• LA CONSIGNE: Repère chaque ligne ci-dessous où figure le mot « tree » et recopie-la telle quelle.
----- LES LIGNES
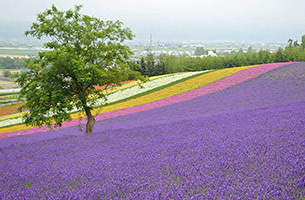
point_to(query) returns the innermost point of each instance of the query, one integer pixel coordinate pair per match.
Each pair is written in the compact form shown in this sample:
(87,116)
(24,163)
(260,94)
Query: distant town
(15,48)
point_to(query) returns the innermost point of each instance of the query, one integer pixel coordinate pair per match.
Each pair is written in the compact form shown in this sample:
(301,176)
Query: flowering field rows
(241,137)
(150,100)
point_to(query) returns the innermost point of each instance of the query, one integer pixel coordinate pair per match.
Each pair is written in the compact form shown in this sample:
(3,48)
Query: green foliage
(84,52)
----------
----- LES LIGNES
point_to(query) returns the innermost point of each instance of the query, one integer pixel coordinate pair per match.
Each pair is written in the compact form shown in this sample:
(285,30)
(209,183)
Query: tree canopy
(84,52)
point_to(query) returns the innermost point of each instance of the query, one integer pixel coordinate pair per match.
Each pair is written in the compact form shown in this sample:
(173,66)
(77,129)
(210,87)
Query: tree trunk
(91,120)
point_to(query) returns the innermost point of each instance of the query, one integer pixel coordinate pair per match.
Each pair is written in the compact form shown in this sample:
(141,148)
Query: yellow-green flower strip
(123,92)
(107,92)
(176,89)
----------
----- LES LIGNES
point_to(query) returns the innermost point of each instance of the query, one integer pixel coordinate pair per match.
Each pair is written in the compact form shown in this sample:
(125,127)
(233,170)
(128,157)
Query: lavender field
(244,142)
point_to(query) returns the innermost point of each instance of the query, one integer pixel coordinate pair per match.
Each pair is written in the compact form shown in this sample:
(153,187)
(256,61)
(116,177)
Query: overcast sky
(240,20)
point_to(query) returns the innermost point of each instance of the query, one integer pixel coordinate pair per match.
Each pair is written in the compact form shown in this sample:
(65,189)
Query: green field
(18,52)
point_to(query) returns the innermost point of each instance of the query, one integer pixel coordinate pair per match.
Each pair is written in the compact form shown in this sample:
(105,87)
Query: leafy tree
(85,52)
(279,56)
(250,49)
----------
• RÉSULTAT FINAL:
Query: tree canopy
Query: tree trunk
Query: leafy tree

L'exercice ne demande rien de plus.